Your instructions:
Answer these questions from the passage on Kay's Portraits below.
(a) What does the writer say they were careful to avoid throughout the Work?
(b) In what year was the third edition published, and by whom?
(c) How many engravings are reproduced in Kay's Portraits?

Given text:
To those who have kindly supplied family information, and to the several literary and antiquarian gentlemen whom I have had occasion to consult, and who have, with much liberality, contributed to the historical, traditional, and local interest of the Work, my acknowledgments are due….I have throughout the Work been most careful to avoid whatever might prove offensive either politically or personally…..a task of no easy performance.[12]

The first edition of Kay’s Portraits was a great success; there were more than 1000 subscribers including the Queen.  A second edition was produced in 1842 and a third in 1877, this time published by A & C Black who had acquired the copper plates from Paton and had them destroyed after the publication.  A facsimile reproduction of the first edition was published in 2007 by Birlinn Ltd. with a new introduction by Allan Bell which gives a useful list of all the known repositories of Kay’s art work. How many engravings Kay produced is unknown.  A figure of 900 is frequently quoted but without supporting evidence.  In addition to the 340 reproduced in Kay’s Portraits, only a few dozen have been located elsewhere and the surviving total is probably less than half the quoted estimate.

Record extracts:
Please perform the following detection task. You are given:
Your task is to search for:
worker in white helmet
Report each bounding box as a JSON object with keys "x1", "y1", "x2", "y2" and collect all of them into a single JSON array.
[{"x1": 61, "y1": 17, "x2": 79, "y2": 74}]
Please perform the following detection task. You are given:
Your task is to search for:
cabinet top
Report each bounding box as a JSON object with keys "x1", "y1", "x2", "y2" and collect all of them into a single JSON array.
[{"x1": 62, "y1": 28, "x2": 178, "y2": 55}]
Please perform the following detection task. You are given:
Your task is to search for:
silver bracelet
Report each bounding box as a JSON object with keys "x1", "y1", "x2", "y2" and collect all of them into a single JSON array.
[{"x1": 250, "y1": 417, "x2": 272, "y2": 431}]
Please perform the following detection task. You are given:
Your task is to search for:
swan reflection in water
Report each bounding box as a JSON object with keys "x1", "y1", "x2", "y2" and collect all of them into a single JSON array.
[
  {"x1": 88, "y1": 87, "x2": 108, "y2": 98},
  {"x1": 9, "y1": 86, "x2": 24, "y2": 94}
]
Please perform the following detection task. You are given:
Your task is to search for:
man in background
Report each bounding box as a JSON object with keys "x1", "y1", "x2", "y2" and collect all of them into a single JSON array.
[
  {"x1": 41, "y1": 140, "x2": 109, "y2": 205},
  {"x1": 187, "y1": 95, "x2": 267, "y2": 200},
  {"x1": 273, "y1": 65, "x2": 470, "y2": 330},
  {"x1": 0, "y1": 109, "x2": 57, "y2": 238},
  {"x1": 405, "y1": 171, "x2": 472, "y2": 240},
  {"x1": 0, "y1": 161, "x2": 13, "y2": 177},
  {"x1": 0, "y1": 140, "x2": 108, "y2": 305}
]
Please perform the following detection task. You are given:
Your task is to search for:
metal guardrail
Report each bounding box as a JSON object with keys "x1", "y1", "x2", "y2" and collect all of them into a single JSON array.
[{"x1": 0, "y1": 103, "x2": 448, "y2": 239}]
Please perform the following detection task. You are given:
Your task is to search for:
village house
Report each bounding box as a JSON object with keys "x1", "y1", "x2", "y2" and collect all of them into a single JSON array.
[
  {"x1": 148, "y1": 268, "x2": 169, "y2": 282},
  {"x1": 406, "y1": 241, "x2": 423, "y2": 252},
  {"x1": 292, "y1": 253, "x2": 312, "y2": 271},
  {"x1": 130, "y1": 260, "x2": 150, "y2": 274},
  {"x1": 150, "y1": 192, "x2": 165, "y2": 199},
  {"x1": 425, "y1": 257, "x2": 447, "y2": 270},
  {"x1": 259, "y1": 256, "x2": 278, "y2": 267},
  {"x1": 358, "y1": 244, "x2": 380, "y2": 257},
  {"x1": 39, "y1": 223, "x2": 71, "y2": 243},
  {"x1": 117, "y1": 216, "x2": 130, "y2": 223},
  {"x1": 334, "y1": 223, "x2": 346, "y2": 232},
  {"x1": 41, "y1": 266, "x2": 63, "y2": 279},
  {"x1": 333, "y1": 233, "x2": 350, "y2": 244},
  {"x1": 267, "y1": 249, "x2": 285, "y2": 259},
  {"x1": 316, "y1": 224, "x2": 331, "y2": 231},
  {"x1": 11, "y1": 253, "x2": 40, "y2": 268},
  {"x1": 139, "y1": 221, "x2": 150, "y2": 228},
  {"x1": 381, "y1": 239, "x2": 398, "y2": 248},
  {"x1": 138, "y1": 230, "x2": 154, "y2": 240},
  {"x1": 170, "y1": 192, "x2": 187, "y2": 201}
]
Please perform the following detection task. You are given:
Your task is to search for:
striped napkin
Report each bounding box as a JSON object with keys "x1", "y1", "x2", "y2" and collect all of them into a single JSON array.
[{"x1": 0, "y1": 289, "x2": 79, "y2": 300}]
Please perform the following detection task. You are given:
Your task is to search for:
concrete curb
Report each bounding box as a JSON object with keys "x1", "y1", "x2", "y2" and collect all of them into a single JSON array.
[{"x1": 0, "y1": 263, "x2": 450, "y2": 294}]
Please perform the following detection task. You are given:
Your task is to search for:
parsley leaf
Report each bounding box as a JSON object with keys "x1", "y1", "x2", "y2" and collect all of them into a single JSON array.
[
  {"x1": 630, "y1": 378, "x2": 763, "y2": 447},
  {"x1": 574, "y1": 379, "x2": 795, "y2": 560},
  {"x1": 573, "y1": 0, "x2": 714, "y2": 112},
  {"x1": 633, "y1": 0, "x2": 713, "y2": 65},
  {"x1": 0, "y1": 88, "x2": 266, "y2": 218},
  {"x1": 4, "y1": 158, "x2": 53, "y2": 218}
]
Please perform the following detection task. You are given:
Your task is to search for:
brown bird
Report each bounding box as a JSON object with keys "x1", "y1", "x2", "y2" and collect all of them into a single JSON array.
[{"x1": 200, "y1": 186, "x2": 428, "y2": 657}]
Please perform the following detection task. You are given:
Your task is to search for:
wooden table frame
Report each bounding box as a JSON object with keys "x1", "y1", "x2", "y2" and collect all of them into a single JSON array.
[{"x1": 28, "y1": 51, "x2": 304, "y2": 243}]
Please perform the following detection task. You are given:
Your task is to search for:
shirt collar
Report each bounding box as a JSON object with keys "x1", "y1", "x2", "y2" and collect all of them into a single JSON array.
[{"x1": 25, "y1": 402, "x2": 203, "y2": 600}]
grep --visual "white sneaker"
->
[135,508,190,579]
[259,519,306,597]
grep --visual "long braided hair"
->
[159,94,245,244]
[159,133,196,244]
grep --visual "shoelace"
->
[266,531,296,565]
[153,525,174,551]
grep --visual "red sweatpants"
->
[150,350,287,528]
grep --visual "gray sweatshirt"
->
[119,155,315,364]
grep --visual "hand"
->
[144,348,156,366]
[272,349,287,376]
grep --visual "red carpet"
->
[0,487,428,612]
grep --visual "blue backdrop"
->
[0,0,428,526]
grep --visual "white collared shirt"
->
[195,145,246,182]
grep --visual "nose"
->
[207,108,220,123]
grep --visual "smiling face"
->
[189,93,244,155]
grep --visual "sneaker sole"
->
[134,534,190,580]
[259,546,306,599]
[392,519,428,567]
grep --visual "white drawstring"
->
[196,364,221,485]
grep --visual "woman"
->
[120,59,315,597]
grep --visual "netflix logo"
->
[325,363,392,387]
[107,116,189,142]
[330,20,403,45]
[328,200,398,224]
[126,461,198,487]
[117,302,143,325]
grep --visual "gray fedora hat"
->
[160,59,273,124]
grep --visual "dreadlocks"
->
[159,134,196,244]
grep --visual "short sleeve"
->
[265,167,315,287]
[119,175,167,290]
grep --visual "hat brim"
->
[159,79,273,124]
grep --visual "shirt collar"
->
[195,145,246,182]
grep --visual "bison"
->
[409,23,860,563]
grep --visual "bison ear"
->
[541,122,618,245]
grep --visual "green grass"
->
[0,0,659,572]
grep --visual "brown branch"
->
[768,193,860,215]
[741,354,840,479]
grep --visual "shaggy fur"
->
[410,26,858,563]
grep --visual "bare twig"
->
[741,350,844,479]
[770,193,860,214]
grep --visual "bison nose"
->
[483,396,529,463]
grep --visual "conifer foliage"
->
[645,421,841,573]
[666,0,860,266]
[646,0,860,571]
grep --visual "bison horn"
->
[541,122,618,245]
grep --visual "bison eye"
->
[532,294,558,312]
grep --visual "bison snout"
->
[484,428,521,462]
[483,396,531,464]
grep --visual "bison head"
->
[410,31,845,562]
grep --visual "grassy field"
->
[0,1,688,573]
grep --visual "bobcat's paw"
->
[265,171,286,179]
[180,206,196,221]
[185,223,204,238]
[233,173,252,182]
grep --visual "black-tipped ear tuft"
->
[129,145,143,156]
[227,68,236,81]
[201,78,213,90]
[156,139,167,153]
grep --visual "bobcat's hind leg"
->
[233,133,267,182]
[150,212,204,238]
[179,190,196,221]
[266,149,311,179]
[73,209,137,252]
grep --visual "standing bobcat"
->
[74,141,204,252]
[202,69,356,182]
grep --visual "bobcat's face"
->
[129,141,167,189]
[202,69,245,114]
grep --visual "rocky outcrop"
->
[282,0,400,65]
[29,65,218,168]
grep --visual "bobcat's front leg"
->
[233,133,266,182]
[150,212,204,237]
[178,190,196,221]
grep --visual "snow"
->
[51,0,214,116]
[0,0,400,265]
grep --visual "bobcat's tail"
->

Solved problem:
(a) Whatever might prove offensive either politically or personally.
(b) 1877, by A & C Black.
(c) 340.